[Pointing and labeling entries]
——
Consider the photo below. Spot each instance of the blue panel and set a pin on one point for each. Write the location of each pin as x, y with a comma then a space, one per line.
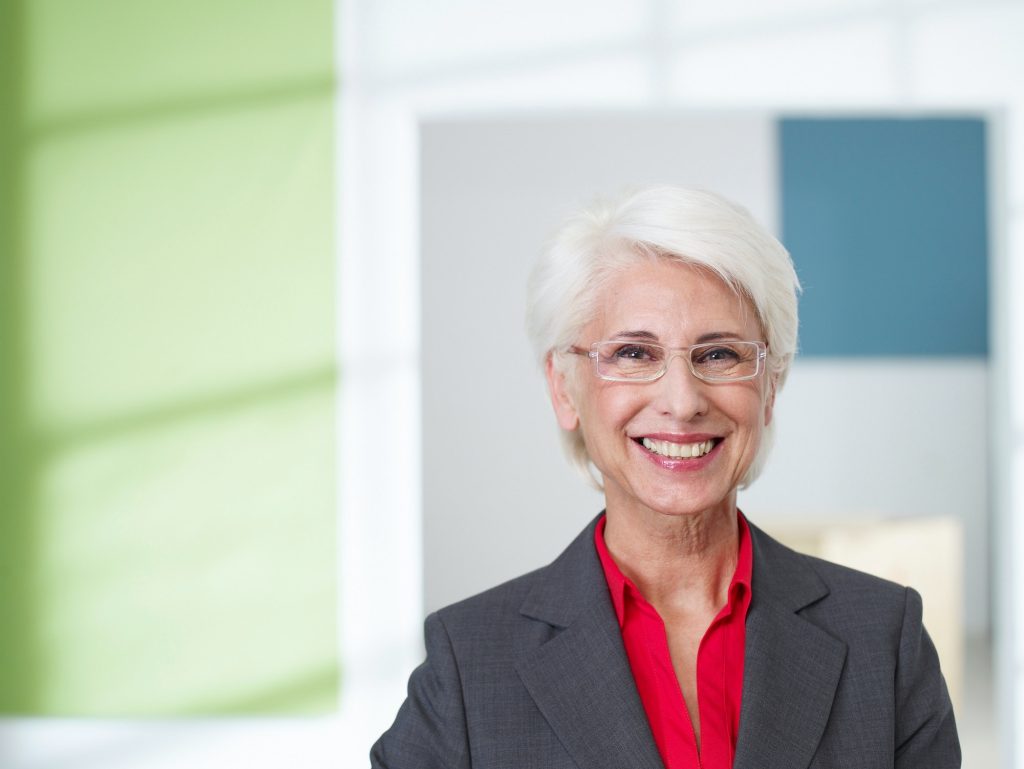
887, 223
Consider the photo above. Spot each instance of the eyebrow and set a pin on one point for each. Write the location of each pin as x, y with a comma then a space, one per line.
711, 336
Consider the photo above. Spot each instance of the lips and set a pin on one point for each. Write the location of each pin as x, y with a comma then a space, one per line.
677, 450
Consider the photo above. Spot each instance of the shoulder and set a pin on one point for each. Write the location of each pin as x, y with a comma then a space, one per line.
844, 599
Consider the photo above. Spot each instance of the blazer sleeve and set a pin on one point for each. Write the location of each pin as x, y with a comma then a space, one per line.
926, 730
429, 731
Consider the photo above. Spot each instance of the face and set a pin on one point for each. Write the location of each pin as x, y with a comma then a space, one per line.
641, 435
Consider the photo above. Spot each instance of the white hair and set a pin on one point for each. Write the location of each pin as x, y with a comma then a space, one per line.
692, 226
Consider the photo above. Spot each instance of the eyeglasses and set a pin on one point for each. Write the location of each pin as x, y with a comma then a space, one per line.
625, 360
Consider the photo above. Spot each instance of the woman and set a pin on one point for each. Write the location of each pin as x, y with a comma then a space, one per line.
672, 632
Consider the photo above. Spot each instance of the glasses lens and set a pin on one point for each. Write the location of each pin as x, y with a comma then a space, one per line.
726, 359
629, 359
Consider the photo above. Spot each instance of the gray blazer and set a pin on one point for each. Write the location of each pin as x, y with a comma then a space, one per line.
839, 672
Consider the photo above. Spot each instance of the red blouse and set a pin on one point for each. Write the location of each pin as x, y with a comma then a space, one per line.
720, 666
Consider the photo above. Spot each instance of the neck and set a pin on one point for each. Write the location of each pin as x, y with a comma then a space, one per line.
676, 559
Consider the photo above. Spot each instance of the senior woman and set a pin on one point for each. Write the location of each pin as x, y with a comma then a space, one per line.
673, 632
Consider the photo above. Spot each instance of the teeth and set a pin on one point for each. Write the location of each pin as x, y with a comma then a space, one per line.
678, 451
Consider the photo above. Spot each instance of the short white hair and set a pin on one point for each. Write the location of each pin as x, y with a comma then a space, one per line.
692, 226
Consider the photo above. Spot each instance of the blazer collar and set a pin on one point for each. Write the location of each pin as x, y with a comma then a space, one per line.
792, 667
581, 679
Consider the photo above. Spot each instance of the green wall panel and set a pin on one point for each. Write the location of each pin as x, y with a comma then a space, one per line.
168, 361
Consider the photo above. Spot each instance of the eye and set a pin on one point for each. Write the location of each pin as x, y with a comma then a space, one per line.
720, 353
636, 352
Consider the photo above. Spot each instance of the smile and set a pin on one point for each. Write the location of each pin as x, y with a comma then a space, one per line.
678, 451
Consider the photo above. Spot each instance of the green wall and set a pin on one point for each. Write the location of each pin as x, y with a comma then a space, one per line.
168, 358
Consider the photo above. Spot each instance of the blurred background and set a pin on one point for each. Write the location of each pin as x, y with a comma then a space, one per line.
236, 239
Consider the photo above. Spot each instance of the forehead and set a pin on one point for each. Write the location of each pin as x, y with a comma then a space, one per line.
674, 301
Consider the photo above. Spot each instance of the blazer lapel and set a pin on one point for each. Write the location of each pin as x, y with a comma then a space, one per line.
792, 667
581, 679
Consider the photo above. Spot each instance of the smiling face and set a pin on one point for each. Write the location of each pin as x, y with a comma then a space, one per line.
675, 445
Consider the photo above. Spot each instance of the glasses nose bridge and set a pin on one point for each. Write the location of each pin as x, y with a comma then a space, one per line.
683, 352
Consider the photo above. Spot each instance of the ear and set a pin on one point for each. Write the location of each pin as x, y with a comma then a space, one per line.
561, 398
770, 399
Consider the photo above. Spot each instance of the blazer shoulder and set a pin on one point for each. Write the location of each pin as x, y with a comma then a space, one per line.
503, 599
825, 588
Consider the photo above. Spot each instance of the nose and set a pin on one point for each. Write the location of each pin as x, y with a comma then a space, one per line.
679, 393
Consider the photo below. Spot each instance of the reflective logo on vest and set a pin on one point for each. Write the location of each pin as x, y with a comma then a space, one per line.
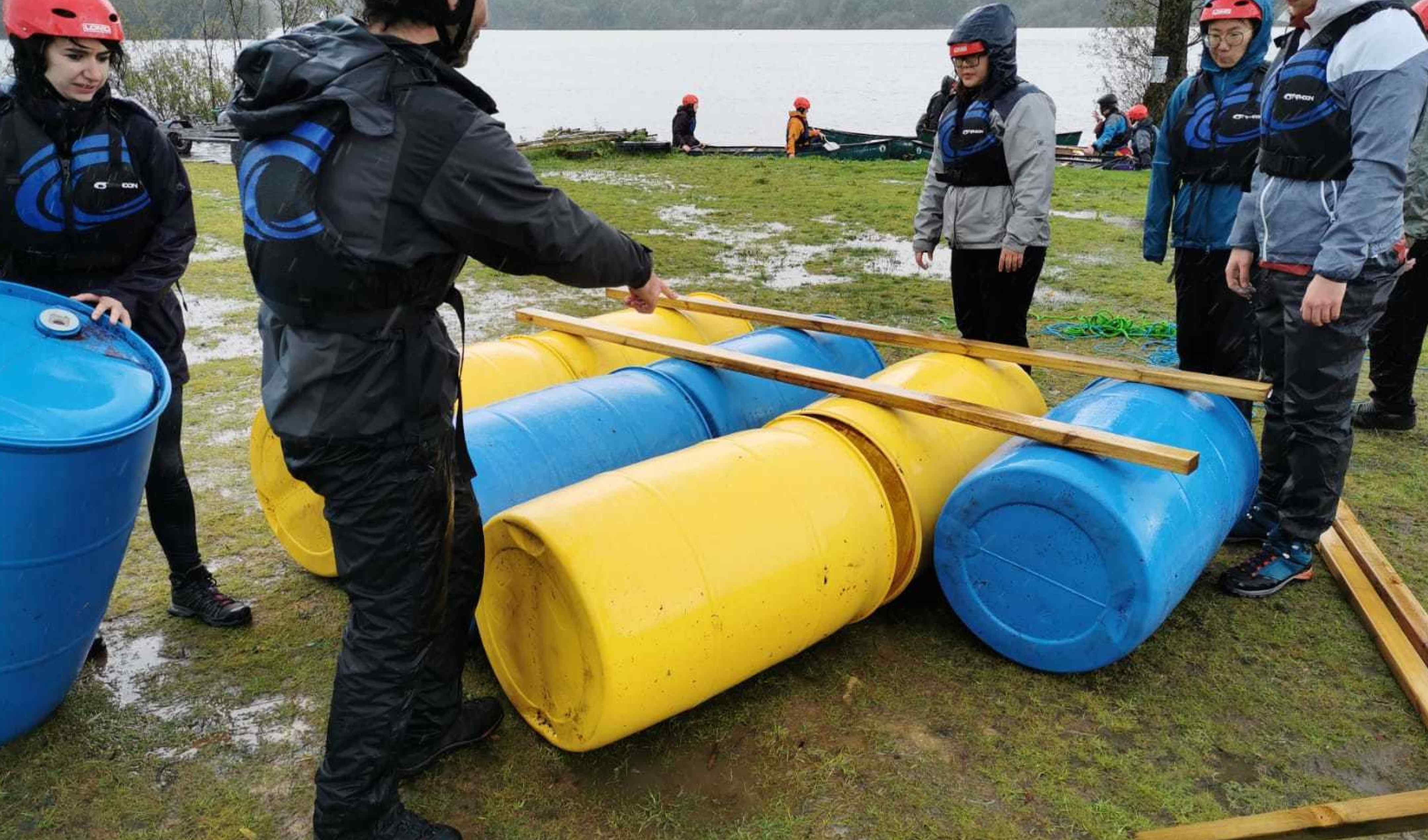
39, 203
303, 149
——
> DIRECTION
Repeat the records in full, exactly as they appear, without the pictures.

> WRITTEN RESPONSE
Consider the photo below. Spot each instance of the blue panel and set a pin on one point for each. Write the location of each pin as x, y with a comma then a space, one per line.
887, 223
Consider the photo above. Spot each instance of the eyebrow and set a pin on one point for each. Write the location of each pin as x, y with a comma then a space, one per line.
711, 336
Consider the photo above. Spot each instance of the lips and set a pin on one point for each. Write the location of each pin as x, y with a comma then a space, one per line.
677, 450
Consider the photo above. Spot each instance of the shoulder and set a pin on one point for each. Write the location of each pin as x, y with a comma then a space, one per line.
844, 599
Consider the photo above. Spot each instance of the blazer sleeve and set a pin on one point for each. Write the location of each pin as x, y with a comma then a space, one per line.
926, 730
429, 731
Consider the photo above. Spot each instance of the face and set a pin on one point for each. Write the location of each pin as x, y with a comma then a space, one per line.
641, 435
Consider the photo above. Spot each instance of the white hair and set a pin on one point for each. Write the location of each pin as x, y with a comma then a space, one per line.
692, 226
Consider the photo above. Spot each instance of the eyeglasses and set a pin on one point for each. Write the location of each pin as x, y with a comma then a space, one per line.
625, 360
Consider the photo above. Spot each instance of the woman and set a pin on one point for each. Write the location of each pin as x, y with a comma then a space, one per line.
672, 632
Consider the photo above. Spot each instance of the glasses lens and set a pin on one point for each. Write the location of each pin as x, y with a comma then a space, one per line.
726, 359
629, 359
Consider the photo above. Spot each instance of the gray blazer and set a pin on one point for each. Write the location of each pin as x, y with a comma then a space, one per line.
839, 672
Consider the photo above. Spot each instance of the red blouse and set a pin on one point for each. Write the location of each pin as x, y with a comma then a space, one per line.
720, 666
Consider the photo above. Spot each instance of the neck and set a pin on one point for each. Write the location of each pin as x, y with a comma then a space, one per line.
676, 559
Consider the photo above. Spot each instance of the senior woman and set a pin on one point for each. Write the location of each pin as x, y with a comma then a space, one per line.
673, 632
Consider the photo above. Spot each instance of the teeth and set a pin on one point for each. Write the location of each pin as x, y with a comma then a space, one per line.
678, 451
Consider the photo above. Spot each instance of the short white hair and set a pin on one point for each. Write the location of each pin as x, y with a comma then a space, one per line.
692, 226
Consider the photo above. Spot each instance of the blazer collar and set a pin on one point for each. Write the location of each pin as x, y with a comma then a space, one per line.
792, 667
581, 679
Consider the photo above. Spot each instance of the green wall panel and set a pin on one point for each. Write the location of each pin as x, y with a comma then a space, one per line.
168, 361
Consider the photo above. Spot each instance of the eye and set a pin on one point for each. Write the location of each pin as x, y with a comma then a space, one per line.
720, 353
636, 352
Consider the photo above. Spot each instance of the smile and set a pin on one point for each. Write the location of each pin as x, y with a comma then a space, one per line.
678, 451
Consider the photo above. Spot each instance of the green wall and set a pin on one point for each. Write the location of each pin as x, y with a comma then a space, one per line.
168, 358
Consider the photo above. Spot each instance of the blurred background and set a pin on one point for each. Write the location of each pin as x, y with a comma then a space, one per line.
236, 239
Consider the photo above. Spot each instance of the forehead and set a pin on one point for each. Write the location of each pin as x, y with a comma then a space, one per line.
674, 301
Consider the photo above. Spot each instance of the blazer lapel and set a pin on one point for each. Write the location of each pin as x, y with a comma then a space, one per line.
792, 667
581, 679
Consider the photo above. Spot each instance of the smiling face and set a pin on one point for each. Write the location of each pin as x, y with a comma then a space, one per line.
675, 445
Consider the photo above. Spot each instance of the glasses nose bridge and set a pin on one point for each. Write the location of each pin as x, y with a comma then a space, one per line.
683, 352
Consider the photo above. Spot each instance of the ear and set a pin on one point for each. Write the location of each pin as x, y with a comma then a space, one per line.
561, 398
770, 399
Consider the photo above. Spot each instance of the blazer shoulder and set a pin on one point for each. Write the location of each pin as x, y with a comma then a space, one per line.
503, 599
825, 588
Consider the photo above. Spot each instance of the nose and set a pin on one point for each. Write the location of each pin as x, y with a comma then a space, one per line.
679, 393
Consider the photo below. Spot each instance of the reflective logo on vest and set a pin on one point for each. Write the location of each pin as x, y with a comma then a space, one per line.
39, 203
303, 149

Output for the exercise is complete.